**EXERCISE BRIEF**. Reproduce the records word for word, apart from the images they contain.

**Data extracted from a collection**.

-------

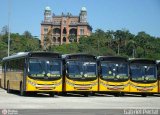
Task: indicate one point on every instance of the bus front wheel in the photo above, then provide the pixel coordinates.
(22, 93)
(51, 94)
(8, 87)
(144, 95)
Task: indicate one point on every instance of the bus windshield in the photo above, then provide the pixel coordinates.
(114, 71)
(45, 68)
(143, 72)
(81, 69)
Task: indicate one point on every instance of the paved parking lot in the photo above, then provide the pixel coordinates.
(43, 101)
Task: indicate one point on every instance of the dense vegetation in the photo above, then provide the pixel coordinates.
(120, 42)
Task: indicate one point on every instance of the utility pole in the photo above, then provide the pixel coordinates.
(9, 13)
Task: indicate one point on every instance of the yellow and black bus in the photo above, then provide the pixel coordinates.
(143, 76)
(158, 75)
(113, 75)
(80, 75)
(32, 72)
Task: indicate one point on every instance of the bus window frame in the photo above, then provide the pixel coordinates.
(83, 60)
(113, 80)
(45, 78)
(143, 81)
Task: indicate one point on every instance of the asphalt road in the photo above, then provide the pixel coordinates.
(76, 104)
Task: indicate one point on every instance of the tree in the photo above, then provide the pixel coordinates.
(27, 34)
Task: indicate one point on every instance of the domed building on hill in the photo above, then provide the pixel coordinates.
(64, 28)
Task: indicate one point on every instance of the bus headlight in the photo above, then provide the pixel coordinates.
(32, 83)
(70, 83)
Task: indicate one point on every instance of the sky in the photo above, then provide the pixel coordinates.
(132, 15)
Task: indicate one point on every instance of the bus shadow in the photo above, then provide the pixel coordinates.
(31, 94)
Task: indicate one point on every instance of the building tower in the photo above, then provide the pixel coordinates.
(83, 15)
(47, 14)
(64, 28)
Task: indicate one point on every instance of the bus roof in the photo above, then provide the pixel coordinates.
(78, 55)
(32, 54)
(143, 60)
(112, 58)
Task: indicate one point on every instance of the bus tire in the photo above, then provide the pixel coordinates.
(8, 87)
(144, 95)
(86, 94)
(117, 94)
(51, 94)
(22, 93)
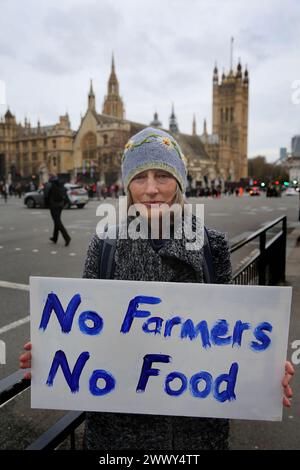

-------

**EXERCISE RESULT**.
Task: indicate one point on every instance of the bus front wheel in the photo above, then provide the pixel coordinates.
(22, 93)
(51, 94)
(8, 87)
(144, 95)
Task: indicate one point on every instance of the bus windshield in the photo above, then provide the pixel coordinates.
(114, 71)
(45, 68)
(143, 72)
(81, 69)
Task: indicate one point on every instance of the paved parking lot in the photo above, then provide the pixel coordinates.
(43, 101)
Task: indicate one point on every instance of the dense vegetation in the photo above, then provide the pixel coordinates.
(120, 42)
Task: indicate one point on every instance of the utility pole in the photo above, then provide the pixel coordinates.
(9, 13)
Task: indicate one point on every instance of the yellow and black bus in the photo above, then provide the pixel coordinates.
(143, 76)
(158, 75)
(113, 75)
(80, 75)
(32, 72)
Task: indicate one point on every instance of the bus window frame in the photo above, then provide the pixel coordinates.
(83, 60)
(113, 80)
(45, 78)
(143, 81)
Task: indicate one point on every instance of the asphalt road in the photo above, then provide the pixel coordinates.
(76, 104)
Task: indicate one point on every instance of the tree in the photo above, then provide the pixel coordinates.
(27, 34)
Task: indicate one point on every instance of the domed building on hill in the photo above, then provide the pixel coordinates.
(64, 28)
Task: indicate one point on every instance of the bus headlight in the photo above, then provide the pixel coordinates.
(32, 83)
(70, 83)
Task: indicate one point on every instance of the sky in the photo above, then provide the pixel coordinates.
(132, 15)
Task: indicate one point on every instance of the bus shadow in the photo above, then provide the pixel coordinates.
(31, 94)
Task: indicate one point on every instance of the building tower in the photo above, then provide the pixel coordinates.
(83, 15)
(47, 14)
(64, 28)
Task: indicate one point on every instance of the bus roof in the photo above, then provide the pixel coordinates.
(78, 55)
(32, 54)
(143, 60)
(112, 58)
Task: indicate one point on every instance of the bus tire in the photo above, then provide the pixel coordinates.
(8, 87)
(144, 95)
(86, 94)
(117, 94)
(51, 94)
(22, 93)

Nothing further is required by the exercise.